● TASK INSTRUCTIONS
Gather each line of the records where "below" appears.

● INPUT RECORDS
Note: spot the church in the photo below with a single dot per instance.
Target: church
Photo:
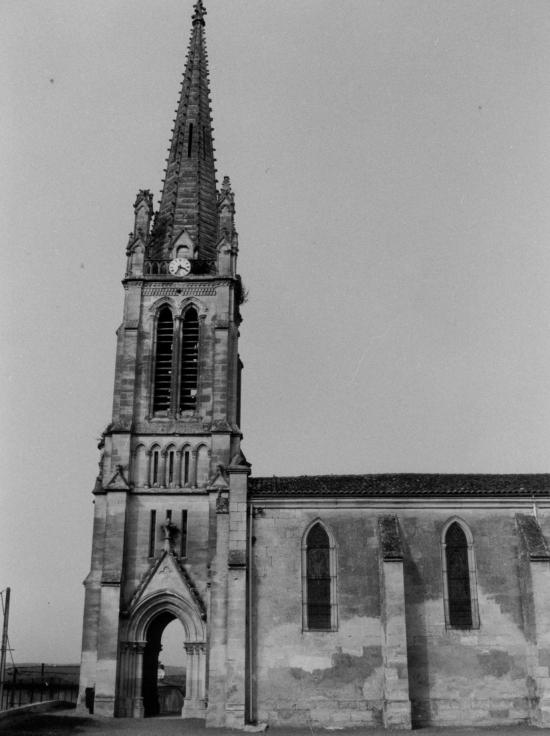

...

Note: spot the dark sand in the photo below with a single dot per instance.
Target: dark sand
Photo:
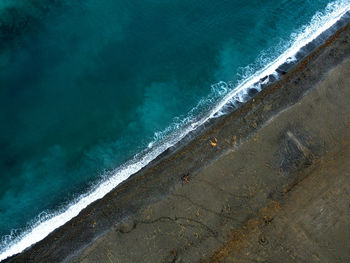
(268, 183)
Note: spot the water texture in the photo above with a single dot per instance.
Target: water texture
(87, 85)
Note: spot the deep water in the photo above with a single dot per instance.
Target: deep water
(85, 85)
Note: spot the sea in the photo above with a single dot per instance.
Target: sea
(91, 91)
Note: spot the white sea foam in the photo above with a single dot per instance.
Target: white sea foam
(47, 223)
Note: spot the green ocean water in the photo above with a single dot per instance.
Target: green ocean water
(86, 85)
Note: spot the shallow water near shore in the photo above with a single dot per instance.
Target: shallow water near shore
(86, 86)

● EXERCISE RESPONSE
Note: spot the church in the photo below with a single dot per instance.
Note: spot the dark sand in the photo below with a single dot per instance.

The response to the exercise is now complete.